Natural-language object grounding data
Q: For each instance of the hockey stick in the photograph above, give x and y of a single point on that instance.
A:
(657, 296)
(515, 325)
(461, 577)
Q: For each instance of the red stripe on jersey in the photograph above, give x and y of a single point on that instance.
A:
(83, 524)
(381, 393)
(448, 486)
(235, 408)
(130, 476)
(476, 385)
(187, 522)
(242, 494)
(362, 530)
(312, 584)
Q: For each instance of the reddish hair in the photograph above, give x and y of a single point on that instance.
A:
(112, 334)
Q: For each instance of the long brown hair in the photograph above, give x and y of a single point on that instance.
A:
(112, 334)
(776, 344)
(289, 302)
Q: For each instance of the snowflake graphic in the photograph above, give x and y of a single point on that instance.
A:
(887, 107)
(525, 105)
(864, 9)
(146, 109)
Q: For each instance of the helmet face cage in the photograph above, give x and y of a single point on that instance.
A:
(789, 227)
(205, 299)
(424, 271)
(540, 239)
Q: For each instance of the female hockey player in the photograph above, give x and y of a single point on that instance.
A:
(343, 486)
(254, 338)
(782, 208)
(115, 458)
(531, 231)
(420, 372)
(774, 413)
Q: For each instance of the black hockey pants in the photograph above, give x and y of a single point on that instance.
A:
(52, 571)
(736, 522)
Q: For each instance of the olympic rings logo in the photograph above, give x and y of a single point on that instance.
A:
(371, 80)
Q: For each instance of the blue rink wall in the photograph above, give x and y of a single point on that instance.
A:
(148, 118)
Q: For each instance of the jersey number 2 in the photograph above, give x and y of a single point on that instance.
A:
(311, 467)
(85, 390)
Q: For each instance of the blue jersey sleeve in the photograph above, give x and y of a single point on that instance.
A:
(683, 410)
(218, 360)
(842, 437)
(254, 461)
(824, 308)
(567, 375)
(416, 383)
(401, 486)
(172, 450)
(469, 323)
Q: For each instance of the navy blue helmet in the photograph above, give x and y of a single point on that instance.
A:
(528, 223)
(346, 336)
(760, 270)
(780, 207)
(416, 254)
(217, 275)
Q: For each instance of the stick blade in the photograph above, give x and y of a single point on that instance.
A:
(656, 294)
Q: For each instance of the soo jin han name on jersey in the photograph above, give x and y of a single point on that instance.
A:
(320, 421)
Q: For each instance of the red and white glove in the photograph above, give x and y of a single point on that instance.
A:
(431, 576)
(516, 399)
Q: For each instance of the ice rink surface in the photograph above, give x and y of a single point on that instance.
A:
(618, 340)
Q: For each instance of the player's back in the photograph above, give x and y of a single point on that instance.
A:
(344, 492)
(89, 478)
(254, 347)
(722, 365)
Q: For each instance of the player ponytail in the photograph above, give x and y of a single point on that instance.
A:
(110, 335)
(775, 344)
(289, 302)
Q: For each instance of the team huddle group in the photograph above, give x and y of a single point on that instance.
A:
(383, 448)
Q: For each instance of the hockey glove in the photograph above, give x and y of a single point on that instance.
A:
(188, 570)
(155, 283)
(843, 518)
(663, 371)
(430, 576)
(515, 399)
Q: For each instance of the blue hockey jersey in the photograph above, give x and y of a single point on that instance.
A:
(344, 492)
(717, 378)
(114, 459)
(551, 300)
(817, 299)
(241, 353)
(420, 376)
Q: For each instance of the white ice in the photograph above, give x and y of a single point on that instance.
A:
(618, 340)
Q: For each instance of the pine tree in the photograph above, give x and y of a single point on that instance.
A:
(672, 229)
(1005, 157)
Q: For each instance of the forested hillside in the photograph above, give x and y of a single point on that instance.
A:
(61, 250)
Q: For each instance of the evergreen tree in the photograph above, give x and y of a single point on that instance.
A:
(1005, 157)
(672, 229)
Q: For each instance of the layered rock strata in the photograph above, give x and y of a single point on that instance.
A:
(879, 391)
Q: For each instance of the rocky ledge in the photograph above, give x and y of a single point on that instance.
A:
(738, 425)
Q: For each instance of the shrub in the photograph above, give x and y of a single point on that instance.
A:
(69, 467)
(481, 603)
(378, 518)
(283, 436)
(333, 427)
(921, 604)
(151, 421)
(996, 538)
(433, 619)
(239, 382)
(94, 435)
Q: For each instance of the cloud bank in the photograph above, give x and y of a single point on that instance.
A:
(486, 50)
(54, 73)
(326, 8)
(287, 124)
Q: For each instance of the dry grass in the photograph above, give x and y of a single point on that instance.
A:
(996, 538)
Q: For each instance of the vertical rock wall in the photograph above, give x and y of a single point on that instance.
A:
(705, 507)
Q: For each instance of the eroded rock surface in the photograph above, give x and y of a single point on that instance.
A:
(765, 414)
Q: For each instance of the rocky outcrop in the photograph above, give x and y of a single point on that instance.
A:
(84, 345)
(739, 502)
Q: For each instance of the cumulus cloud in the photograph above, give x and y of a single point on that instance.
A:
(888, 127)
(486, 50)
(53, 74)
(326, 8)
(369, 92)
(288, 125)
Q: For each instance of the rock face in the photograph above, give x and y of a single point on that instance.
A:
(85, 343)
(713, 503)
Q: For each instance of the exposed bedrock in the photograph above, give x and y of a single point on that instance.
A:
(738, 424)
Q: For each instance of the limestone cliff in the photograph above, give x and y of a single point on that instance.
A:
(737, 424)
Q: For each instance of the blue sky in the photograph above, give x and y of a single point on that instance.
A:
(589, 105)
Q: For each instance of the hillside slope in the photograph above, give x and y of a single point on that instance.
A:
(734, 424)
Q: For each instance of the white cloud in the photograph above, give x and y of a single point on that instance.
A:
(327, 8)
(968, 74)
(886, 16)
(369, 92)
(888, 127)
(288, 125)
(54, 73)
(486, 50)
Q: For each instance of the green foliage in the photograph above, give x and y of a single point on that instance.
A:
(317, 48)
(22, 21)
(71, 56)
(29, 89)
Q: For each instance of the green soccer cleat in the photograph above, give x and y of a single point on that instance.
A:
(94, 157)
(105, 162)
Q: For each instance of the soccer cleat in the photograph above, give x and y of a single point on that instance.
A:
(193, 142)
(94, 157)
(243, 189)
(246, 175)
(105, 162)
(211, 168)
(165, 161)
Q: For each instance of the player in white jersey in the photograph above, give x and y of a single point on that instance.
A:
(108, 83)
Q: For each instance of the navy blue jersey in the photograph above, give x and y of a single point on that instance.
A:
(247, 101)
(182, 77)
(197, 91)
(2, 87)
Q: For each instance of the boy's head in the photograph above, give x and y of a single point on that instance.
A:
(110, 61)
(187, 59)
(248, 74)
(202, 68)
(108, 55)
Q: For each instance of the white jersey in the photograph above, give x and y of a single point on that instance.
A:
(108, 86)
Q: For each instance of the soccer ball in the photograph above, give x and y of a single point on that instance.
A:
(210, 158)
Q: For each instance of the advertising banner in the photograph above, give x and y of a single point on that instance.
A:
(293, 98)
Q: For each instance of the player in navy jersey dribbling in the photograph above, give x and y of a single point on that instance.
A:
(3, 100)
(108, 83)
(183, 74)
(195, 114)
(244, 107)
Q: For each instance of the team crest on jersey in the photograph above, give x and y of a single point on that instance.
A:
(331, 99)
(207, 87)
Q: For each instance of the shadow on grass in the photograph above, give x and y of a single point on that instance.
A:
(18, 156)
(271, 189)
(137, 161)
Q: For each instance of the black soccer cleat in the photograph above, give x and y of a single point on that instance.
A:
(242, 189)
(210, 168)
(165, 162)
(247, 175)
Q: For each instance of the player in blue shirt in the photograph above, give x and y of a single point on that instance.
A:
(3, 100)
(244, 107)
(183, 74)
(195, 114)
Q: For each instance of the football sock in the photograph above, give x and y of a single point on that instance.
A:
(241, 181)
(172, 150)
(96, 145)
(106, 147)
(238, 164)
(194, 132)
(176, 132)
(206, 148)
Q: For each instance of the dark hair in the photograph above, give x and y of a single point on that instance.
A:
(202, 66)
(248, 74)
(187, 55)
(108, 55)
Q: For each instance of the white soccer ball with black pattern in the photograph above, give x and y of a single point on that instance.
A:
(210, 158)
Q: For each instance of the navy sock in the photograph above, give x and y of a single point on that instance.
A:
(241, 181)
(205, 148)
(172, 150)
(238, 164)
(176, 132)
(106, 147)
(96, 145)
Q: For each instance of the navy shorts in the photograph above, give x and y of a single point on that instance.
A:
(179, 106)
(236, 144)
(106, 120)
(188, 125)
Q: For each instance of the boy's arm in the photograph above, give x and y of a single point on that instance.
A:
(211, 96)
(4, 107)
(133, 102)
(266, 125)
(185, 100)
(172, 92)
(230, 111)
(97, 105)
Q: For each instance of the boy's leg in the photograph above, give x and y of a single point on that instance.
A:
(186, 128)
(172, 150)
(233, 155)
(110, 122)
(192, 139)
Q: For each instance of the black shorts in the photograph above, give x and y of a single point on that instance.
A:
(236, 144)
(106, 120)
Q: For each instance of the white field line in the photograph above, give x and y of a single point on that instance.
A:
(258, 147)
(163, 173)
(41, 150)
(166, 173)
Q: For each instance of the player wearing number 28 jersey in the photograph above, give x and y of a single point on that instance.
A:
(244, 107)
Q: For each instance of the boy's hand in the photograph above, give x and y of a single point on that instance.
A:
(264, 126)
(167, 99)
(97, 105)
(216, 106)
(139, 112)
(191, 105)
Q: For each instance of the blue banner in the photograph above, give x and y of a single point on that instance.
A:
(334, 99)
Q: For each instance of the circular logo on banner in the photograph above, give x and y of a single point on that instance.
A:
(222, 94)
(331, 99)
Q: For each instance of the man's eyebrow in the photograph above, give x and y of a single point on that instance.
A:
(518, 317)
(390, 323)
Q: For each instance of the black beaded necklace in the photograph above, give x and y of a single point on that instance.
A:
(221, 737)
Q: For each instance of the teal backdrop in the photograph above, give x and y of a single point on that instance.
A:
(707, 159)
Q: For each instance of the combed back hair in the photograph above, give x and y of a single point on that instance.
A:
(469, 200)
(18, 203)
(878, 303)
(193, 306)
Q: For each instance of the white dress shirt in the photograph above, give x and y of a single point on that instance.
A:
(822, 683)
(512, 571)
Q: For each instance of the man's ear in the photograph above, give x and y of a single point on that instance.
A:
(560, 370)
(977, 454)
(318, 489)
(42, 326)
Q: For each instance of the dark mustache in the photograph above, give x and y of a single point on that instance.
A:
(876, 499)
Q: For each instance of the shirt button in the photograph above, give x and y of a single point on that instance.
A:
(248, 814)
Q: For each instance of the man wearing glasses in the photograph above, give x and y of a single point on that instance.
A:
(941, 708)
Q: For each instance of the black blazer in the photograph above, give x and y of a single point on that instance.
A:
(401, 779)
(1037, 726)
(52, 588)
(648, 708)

Exercise
Lines in the records above that contain the word "glove" need to be counted; the reply is that number and nothing else.

Your response
2